Exercise objective:
Copy out every line of the data that has the word "above" somewhere in it.

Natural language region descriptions
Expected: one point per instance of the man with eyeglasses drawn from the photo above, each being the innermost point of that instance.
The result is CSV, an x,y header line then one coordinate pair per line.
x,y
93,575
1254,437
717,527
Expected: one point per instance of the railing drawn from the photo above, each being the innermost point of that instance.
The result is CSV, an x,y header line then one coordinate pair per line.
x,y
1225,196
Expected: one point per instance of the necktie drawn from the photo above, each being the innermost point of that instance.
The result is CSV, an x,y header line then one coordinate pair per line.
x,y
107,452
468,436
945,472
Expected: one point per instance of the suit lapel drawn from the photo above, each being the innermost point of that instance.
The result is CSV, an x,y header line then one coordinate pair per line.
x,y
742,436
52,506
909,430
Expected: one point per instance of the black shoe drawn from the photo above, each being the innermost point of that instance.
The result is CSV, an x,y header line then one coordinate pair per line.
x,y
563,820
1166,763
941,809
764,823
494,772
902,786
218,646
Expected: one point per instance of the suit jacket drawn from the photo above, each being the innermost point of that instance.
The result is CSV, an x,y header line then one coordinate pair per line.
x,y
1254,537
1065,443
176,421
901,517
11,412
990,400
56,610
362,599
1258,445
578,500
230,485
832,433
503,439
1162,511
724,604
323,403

Written response:
Expected: one point per instance of the man with eyeglasses drawn from the photo above, each being the innermost point of that instance.
Expected: one point per instance of the railing drawn from the photo above, each being the innermost point of that instance.
Expected: one point per instance of the necktie drawn from the photo above, each being the innermost point of that instance.
Expected: one point per instance of the suit lapel drawn from the photo above, each being the innermost point of that instance.
Expected: one point per instance of the black shoe drawn from the photo above, each being the innermost point of that instance.
Expected: one point per instance of the suit jacket drawn from the photo above, each being the innermost point of that instance.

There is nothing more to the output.